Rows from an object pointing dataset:
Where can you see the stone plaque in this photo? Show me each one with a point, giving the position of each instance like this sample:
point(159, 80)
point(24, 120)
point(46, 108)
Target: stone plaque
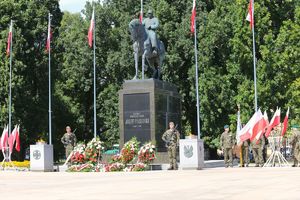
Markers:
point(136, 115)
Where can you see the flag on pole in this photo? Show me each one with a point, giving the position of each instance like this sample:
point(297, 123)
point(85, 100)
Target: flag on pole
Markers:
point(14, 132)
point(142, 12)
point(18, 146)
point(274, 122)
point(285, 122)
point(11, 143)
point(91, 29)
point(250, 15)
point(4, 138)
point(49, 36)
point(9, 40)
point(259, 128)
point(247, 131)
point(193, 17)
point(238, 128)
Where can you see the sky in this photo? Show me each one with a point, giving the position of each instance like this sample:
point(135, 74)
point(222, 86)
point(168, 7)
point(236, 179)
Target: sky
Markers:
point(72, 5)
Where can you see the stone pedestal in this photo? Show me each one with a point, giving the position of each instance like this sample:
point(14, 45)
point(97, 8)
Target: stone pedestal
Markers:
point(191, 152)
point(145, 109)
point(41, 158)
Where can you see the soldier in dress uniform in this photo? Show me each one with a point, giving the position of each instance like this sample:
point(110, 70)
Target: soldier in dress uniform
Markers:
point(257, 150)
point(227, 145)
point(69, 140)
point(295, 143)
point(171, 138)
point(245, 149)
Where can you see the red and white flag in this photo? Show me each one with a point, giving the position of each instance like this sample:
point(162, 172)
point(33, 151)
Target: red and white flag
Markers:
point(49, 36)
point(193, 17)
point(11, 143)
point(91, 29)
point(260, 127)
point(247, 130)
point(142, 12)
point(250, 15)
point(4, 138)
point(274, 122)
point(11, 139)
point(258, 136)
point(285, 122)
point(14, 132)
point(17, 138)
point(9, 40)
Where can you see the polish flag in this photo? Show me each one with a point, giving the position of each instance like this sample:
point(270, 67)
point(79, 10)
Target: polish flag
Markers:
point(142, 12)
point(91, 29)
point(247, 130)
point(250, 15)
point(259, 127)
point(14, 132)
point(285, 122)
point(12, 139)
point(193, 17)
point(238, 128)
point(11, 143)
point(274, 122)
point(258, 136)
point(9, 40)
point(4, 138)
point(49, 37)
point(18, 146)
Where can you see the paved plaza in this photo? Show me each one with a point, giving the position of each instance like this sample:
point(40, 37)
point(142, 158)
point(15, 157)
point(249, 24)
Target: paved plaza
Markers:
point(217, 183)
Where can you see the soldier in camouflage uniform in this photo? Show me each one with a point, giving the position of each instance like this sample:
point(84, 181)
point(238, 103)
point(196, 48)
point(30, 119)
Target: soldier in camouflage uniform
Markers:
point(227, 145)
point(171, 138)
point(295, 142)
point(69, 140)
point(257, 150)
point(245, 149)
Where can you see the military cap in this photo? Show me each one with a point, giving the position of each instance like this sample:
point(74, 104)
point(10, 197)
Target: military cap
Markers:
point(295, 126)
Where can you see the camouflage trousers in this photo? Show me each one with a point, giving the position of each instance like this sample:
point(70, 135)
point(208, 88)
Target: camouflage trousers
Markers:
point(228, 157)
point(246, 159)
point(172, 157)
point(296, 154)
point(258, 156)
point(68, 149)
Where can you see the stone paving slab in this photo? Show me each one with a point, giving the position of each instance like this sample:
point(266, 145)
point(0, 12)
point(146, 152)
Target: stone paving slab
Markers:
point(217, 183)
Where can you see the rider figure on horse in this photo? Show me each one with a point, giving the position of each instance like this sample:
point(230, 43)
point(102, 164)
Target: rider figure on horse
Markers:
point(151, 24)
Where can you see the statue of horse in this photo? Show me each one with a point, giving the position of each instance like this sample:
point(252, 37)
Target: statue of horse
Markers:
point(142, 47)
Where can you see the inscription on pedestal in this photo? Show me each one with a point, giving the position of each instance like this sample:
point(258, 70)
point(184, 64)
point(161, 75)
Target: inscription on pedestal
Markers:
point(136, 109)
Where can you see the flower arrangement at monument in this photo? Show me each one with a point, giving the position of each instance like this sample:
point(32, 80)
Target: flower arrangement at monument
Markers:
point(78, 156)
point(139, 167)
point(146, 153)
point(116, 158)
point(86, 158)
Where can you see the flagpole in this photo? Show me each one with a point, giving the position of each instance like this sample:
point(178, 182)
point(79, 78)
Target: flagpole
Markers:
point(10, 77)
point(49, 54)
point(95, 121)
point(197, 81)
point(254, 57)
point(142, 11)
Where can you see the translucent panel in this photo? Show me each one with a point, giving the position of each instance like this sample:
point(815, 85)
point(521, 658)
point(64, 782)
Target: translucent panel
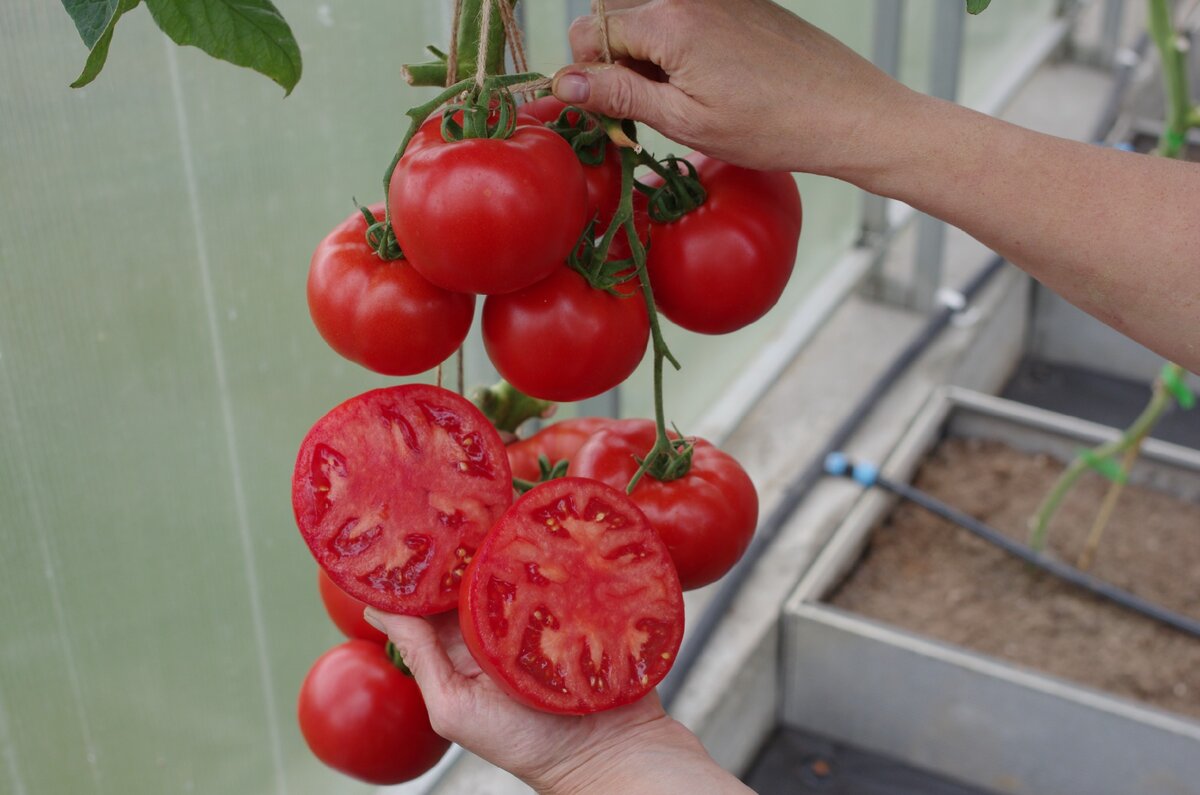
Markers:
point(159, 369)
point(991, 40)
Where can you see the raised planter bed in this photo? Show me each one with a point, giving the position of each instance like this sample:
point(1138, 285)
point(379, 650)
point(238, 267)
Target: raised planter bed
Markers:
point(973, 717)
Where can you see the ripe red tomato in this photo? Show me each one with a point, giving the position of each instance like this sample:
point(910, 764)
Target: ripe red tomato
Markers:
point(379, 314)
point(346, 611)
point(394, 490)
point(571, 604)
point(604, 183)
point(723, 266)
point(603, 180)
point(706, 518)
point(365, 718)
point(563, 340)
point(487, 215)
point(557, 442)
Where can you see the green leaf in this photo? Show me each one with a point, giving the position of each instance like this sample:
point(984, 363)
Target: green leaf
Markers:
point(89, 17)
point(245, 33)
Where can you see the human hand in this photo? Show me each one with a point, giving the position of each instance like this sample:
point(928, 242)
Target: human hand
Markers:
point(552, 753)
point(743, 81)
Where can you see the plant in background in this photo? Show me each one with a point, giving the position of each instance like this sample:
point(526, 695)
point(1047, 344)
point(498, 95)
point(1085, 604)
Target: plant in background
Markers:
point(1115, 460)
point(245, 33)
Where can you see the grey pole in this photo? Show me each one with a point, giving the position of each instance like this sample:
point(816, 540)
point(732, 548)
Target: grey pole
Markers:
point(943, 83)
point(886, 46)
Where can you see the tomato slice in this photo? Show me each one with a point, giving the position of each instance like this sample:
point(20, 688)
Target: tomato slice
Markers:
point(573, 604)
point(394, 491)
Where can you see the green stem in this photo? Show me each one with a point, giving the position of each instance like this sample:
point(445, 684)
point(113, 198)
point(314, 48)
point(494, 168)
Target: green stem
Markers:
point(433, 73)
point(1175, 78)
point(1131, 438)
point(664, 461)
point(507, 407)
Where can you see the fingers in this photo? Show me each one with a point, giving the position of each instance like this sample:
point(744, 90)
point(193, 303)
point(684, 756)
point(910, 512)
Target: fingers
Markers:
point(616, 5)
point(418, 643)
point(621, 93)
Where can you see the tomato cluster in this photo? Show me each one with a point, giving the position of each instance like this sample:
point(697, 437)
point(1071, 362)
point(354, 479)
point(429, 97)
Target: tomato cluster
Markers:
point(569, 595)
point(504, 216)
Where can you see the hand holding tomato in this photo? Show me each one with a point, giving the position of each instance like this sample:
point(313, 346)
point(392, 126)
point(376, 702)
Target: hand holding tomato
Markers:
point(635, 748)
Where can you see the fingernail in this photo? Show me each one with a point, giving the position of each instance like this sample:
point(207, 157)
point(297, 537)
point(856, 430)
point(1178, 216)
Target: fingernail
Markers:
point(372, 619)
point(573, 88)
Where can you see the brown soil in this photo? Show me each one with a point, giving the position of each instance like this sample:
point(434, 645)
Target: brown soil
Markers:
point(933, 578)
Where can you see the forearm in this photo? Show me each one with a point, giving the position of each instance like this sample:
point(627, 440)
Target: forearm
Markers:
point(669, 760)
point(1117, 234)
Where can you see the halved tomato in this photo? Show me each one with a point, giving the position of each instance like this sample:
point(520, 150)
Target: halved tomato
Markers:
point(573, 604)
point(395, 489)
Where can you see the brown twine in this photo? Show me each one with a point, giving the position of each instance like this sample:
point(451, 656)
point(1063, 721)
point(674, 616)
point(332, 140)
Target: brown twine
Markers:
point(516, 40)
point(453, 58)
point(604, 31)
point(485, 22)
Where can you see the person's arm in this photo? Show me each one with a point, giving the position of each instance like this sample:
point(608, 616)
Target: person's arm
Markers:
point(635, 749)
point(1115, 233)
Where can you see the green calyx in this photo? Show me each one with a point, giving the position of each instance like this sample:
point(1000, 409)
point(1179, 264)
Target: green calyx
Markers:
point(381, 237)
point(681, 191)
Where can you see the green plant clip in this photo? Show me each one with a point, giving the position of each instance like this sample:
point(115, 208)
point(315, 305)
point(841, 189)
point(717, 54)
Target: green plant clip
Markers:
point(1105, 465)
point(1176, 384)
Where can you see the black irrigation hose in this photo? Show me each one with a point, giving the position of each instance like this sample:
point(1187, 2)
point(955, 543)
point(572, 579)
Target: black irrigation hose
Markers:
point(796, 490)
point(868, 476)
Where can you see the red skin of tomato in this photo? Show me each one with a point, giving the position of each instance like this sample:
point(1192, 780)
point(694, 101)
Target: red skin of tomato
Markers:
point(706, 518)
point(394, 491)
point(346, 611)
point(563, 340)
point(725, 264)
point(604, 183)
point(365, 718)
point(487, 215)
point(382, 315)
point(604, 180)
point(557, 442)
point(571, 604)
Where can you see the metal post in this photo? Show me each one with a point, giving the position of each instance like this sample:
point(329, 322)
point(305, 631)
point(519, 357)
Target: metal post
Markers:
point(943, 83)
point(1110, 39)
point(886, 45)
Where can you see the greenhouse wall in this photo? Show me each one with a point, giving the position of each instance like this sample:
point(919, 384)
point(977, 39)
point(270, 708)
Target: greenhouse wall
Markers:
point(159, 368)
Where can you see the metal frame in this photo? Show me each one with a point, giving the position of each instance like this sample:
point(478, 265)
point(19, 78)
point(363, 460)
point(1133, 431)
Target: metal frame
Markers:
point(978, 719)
...
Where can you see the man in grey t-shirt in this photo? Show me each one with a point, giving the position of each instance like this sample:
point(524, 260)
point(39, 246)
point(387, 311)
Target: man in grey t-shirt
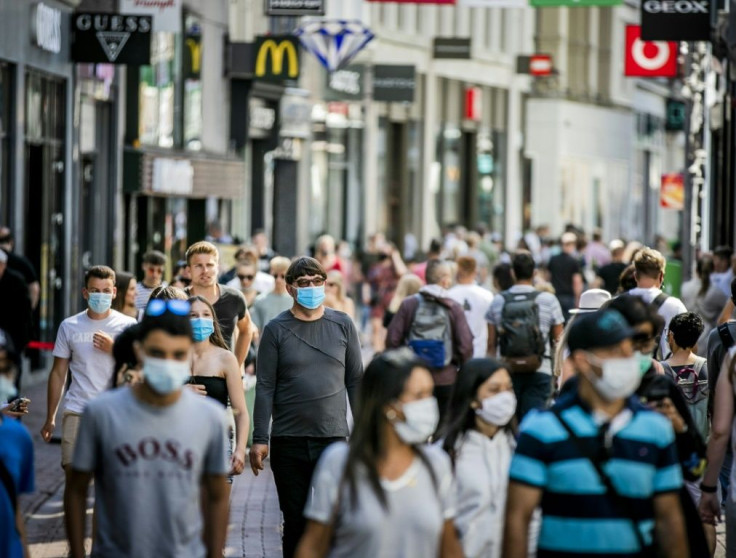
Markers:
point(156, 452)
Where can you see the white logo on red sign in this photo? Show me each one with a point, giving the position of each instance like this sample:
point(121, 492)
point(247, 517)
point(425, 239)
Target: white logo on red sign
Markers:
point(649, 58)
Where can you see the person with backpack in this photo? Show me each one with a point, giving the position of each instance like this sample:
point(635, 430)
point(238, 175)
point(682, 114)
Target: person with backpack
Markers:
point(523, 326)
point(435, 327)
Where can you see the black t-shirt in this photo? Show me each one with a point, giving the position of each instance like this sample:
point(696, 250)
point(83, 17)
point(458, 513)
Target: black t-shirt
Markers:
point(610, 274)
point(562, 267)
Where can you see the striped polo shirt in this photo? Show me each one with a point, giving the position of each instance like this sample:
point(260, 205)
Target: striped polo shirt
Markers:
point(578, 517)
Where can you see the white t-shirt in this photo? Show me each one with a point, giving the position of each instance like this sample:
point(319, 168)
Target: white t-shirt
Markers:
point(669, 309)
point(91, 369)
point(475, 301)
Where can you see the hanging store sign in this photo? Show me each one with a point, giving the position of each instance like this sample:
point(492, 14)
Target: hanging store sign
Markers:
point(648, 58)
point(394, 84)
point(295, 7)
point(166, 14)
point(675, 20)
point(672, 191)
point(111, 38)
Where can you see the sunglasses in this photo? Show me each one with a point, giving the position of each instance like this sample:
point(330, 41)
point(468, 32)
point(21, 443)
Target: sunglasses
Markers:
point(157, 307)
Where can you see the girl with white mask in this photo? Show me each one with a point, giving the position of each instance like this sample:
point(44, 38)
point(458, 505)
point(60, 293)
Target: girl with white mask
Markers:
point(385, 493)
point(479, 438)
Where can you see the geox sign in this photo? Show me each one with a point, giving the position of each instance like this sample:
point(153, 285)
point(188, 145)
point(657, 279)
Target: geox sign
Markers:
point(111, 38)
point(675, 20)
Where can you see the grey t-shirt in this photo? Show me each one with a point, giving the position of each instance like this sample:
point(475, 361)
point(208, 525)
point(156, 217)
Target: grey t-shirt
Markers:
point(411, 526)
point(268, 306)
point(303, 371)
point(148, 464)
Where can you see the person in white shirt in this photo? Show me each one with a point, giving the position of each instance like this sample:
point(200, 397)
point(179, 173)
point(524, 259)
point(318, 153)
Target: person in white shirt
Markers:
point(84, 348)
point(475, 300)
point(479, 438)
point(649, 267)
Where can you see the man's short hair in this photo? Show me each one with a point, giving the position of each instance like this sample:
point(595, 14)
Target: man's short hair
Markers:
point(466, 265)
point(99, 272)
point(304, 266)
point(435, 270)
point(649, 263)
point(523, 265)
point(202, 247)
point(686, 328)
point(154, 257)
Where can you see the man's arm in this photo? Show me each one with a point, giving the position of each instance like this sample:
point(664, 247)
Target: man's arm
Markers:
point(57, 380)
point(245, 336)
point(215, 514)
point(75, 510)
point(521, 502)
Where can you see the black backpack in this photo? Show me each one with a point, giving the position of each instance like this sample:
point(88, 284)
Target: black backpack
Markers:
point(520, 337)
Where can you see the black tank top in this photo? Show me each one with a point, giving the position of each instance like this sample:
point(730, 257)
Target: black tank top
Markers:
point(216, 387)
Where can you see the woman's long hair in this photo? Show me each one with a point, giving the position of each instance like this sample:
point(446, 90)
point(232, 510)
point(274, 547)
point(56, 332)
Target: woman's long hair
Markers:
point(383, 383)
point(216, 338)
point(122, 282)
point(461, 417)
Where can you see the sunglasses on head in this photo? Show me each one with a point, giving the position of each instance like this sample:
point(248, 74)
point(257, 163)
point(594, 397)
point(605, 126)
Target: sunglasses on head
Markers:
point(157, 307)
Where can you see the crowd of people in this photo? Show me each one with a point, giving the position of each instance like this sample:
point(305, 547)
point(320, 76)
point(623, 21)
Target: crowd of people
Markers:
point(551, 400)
==
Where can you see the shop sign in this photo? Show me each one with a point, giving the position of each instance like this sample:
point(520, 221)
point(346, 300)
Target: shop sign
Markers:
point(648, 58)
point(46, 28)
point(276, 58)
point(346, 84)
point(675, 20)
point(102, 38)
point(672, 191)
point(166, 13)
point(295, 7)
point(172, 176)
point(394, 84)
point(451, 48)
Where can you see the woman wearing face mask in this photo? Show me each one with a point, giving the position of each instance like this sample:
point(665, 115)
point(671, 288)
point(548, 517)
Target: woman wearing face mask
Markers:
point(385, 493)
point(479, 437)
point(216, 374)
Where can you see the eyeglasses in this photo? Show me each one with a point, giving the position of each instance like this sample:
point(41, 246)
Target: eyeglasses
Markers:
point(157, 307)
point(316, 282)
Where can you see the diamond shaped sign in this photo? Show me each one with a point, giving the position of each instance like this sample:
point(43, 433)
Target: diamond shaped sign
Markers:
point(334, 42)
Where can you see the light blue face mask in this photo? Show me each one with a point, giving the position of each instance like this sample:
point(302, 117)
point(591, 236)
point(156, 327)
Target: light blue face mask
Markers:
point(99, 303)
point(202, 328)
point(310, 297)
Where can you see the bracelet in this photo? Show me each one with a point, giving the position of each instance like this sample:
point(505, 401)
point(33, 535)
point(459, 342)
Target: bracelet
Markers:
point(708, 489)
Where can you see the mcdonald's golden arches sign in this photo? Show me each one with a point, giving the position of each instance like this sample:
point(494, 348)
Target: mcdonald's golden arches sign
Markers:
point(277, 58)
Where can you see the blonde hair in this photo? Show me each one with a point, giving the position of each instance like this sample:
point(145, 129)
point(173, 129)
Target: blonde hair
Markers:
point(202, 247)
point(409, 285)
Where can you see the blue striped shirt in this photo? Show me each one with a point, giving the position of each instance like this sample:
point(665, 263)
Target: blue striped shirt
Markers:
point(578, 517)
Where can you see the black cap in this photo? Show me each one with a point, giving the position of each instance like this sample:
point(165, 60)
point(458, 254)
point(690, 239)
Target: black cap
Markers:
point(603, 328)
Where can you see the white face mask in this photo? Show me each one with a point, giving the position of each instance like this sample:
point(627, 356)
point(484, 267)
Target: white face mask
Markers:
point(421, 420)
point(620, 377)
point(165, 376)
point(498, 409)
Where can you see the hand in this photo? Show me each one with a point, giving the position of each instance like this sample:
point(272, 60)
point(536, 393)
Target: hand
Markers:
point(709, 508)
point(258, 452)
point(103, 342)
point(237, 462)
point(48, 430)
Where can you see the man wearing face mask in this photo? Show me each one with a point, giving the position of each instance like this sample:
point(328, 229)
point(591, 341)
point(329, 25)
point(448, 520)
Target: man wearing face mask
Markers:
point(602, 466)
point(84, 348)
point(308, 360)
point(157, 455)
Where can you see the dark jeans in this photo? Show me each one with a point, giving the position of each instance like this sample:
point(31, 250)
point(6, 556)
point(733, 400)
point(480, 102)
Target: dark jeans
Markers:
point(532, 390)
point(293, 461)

• Task directions
Present as a numbered list the lines of the items from the line containing "Where can you see the stone plaque" up to and including the line containing "point(136, 115)", omitting any blank lines. Leave the pictures out of the answer.

• Written reply
1. Where can you see the stone plaque in this photo? Show me each one with a point, giving the position of each instance like this sample:
2. point(159, 80)
3. point(24, 120)
4. point(46, 108)
5. Target: stone plaque
6. Markers:
7. point(136, 115)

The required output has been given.